#### Texto base ####

Ao se instituir um imposto, além de se ter a preocupação de, na eleição do fato gerador, observar um dos índices da capacidade contributiva, tais como renda, patrimônio, consumo, faz-se necessário que a tributação se verifique quando, de fato, tais índices se concretizam, ou seja, a renda esteja disponível para o sujeito passivo, o patrimônio seja dele e o consumo tenha sido realizado.

Por exemplo, não se tributa a renda pelo imposto de renda pelo simples fato de haver previsão legal. Deve antes o contribuinte dela dispor nos termos do art. 43 do CTN, sob pena de se estar criando uma ficção de renda, o que violaria o principio da capacidade contributiva, justamente por não observar o requisito da efetividade.

O STF já foi instado a se manifestar sobre esse tema e impediu a tributação com base em ficção jurídica no julgamento do RE 172. 058/SC dizendo que era inconstitucional o recolhimento do imposto de renda do acionista na fonte.

Deve o STF garantir a máxima efetividade do principio da capacidade contributiva, pois é direito fundamental, impedindo a tributação com base em tributação ficta, sem considerar a efetiva disponibilização dos lucros, seja jurídica ou econômica.

d) O manejo da técnica da progressividade a favor da capacidade contributiva:

O STF sempre foi contrário à utilização da progressividade como forma de aplicar o principio da capacidade contributiva.

#### Material fornecido ####

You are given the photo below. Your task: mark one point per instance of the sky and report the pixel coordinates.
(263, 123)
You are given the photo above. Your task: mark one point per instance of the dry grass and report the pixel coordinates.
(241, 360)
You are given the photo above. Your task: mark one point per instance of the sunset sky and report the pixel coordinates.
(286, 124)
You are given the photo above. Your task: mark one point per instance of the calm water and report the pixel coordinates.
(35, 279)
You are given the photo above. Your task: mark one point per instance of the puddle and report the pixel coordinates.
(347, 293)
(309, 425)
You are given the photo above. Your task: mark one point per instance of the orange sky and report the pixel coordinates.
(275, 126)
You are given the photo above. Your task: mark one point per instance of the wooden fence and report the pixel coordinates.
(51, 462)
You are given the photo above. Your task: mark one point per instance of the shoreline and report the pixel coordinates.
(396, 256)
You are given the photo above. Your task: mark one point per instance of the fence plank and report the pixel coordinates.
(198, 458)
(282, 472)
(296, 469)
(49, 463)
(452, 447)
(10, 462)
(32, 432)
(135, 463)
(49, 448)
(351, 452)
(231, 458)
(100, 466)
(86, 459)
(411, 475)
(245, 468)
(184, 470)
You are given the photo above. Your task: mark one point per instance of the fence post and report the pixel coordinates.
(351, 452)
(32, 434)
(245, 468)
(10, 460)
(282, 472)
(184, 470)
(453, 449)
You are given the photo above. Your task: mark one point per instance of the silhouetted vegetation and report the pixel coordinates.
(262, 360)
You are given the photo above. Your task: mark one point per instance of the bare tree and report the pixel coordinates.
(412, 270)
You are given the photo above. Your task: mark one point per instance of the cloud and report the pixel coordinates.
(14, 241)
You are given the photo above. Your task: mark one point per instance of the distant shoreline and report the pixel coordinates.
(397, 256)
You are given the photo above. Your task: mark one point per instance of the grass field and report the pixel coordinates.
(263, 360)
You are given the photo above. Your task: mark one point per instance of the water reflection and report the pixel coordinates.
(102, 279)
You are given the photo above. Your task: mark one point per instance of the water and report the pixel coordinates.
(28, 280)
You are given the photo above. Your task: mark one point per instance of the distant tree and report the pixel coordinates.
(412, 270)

####
#### Material fornecido ####

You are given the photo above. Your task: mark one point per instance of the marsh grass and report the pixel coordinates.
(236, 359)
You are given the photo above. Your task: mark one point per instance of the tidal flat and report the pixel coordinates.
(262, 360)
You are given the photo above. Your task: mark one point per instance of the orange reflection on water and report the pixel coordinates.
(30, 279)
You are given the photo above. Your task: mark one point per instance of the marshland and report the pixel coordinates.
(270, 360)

####
#### Material fornecido ####

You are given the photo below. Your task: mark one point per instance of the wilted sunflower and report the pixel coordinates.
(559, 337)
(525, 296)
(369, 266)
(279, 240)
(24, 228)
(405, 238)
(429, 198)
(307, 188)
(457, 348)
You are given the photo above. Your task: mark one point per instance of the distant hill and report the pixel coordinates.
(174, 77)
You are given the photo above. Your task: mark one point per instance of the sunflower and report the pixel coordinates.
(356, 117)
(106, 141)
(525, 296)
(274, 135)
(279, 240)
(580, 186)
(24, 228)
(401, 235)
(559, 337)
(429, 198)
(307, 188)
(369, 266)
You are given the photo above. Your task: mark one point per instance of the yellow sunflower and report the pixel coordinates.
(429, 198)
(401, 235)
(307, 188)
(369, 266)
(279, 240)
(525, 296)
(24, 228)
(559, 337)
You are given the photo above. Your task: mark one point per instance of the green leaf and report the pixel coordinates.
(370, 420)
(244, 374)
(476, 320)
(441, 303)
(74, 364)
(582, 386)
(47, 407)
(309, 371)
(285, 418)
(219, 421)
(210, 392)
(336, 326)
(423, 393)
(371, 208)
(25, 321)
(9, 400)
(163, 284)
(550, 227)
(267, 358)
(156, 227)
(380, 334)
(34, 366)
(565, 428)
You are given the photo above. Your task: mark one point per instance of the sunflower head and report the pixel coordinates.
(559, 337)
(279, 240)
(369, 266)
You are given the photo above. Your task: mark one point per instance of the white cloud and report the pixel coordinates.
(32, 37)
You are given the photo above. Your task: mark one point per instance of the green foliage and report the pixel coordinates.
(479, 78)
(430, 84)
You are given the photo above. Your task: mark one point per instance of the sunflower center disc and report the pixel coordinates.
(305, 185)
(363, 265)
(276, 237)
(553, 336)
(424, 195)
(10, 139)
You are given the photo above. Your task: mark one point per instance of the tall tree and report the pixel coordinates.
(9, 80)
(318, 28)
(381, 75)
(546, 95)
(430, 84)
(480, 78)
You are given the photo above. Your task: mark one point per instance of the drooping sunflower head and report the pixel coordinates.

####

Exercício proposto 1
Responda com base no texto sobre capacidade contributiva:
(a) Que índices da capacidade contributiva o texto dá como exemplos?
(b) Em que artigo do CTN o contribuinte deve dispor da renda antes de ser tributado?
(c) Que recolhimento o STF declarou inconstitucional ao impedir a tributação com base em ficção jurídica?
Exercício proposto 2
Prossiga o texto sobre capacidade contributiva a partir da última frase.

Resposta escrita 1
(a) Renda, patrimônio e consumo.
(b) No art. 43 do CTN.
(c) O recolhimento do imposto de renda do acionista na fonte.

Resposta escrita 2
Normalmente essa discussão era levada até o órgão julgador no que tangia a aplicação de alíquotas progressivas do IPTU. Inclusive há uma súmula que trata do assunto, qual seja, o enunciado 668.

Entretanto essa discussão foi superada, em partes, após o advento da EC n. 29/2000, mas a impossibilidade de aplicação da progressividade com base na capacidade contributiva continuava valendo como orientação a ser aplicada em diversos tributos. Tal vedação se aplicava aos impostos e às contribuições.

Foi com o julgamento do RE 573/675 (COSIP – contribuição para a iluminação pública) de 2009 que houve uma mudança na jurisprudência da Corte Suprema. Entendeu-se que poderia ter alíquotas progressivas como forma de se observar o principio da capacidade contributiva.

Pode-se afirmar que essa mudança de pensamentos na jurisprudência do STF é um divisor de águas, pois o Supremo estaria dando, de fato, maior efetividade ao principio da capacidade contributiva adotando a técnica da progressividade.

Essas decisões, em especial essa última, são importantes pois indicam uma tendência do Tribunal Constitucional de atribuir maior efetividade a um principio constitucional de importante valia no Direito Tributário atual, a fim de torná-lo mais justo e equilibrado.

 

REFERÊNCIAS BIBLIOGRÁFICAS

DUTRA, Micaela Dominguez. A Capacidade Contributiva sob o Enfoque do Supremo Tribunal Federal.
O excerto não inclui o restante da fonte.